Due 17enni di Woodlands, in Texas, hanno inventato una penna capace di filtrare l’acqua e rimuovere dall’84 al 96% di microplastiche. L’invenzione, che utilizza la tecnologia degli ultrasuoni, è stata pluripremiata alla Regeneron International Science and Engineering Fair (ISEF) di Los Angeles.
Come è nata l’invenzione e come funziona
Victoria Ou e Justin Huang sono due studenti del Texas che in visita con il college ad un impianto di trattamento delle acque di Woodlands, si sono resi conto dell’assenza di un adeguato strumento di filtraggio delle microplastiche. Secondo gli addetti dell’impianto, infatti, i metodi di rimozione solitamente utilizzati, in realtà rischiano di aggravare ulteriormente la situazione.
Per esempio, l’utilizzo di coagulanti chimici come l’idrossido di alluminio, che quando aggiunti all’acqua fanno aggregare le microplastiche in frammenti più grandi e facili da filtrare, può causare inquinamento ambientale e modificare il pH dell’acqua depurata. Inoltre, oltre a essere pericolosi, i coagulanti chimici sono anche molto costosi. Altri tipi di filtri disponibili sul mercato tendono a ostruirsi facilmente. Mentre le soluzioni biologiche, come l’impiego di enzimi per degradare le plastiche, non sono abbastanza efficienti per risolvere il problema su larga scala.

[Dati di puntamento per espressioni referenziali]

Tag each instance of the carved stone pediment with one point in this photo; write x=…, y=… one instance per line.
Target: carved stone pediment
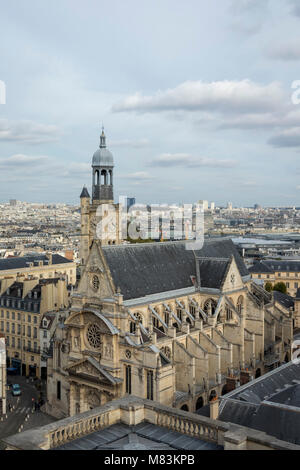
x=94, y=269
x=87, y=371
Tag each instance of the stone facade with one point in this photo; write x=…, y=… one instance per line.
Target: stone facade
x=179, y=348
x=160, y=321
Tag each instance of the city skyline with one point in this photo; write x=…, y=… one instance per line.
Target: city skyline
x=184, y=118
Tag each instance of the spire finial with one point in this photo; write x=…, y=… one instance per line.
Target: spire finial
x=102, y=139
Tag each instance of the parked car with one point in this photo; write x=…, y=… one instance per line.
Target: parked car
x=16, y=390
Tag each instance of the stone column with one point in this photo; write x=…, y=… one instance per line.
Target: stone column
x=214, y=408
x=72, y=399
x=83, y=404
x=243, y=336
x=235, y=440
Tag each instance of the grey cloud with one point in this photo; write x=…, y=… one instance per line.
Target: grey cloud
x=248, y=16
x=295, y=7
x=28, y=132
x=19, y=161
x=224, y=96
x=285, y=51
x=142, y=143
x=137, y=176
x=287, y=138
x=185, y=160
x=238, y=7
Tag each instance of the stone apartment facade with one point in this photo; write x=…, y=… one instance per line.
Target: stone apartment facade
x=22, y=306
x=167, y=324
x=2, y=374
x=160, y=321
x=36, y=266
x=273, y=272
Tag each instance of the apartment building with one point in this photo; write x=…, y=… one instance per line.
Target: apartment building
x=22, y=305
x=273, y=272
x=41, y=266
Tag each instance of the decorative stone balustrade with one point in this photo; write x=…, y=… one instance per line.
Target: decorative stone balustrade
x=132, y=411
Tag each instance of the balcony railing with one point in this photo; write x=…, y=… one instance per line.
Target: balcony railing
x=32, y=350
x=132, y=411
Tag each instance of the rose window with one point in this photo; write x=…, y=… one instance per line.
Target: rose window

## Compiti proposti
a. Secondo il testo sulla penna filtrante, quale percentuale di microplastiche è in grado di rimuovere l'invenzione?
b. Riporti fedelmente dal testo sulla penna filtrante il passo che comincia con "Per esempio, l’utilizzo" e prosegue fino a "su larga scala.".

## Risposte ai compiti
a. Dall'84 al 96%.

b.
Per esempio, l’utilizzo di coagulanti chimici come l’idrossido di alluminio, che quando aggiunti all’acqua fanno aggregare le microplastiche in frammenti più grandi e facili da filtrare, può causare inquinamento ambientale e modificare il pH dell’acqua depurata. Inoltre, oltre a essere pericolosi, i coagulanti chimici sono anche molto costosi. Altri tipi di filtri disponibili sul mercato tendono a ostruirsi facilmente. Mentre le soluzioni biologiche, come l’impiego di enzimi per degradare le plastiche, non sono abbastanza efficienti per risolvere il problema su larga scala.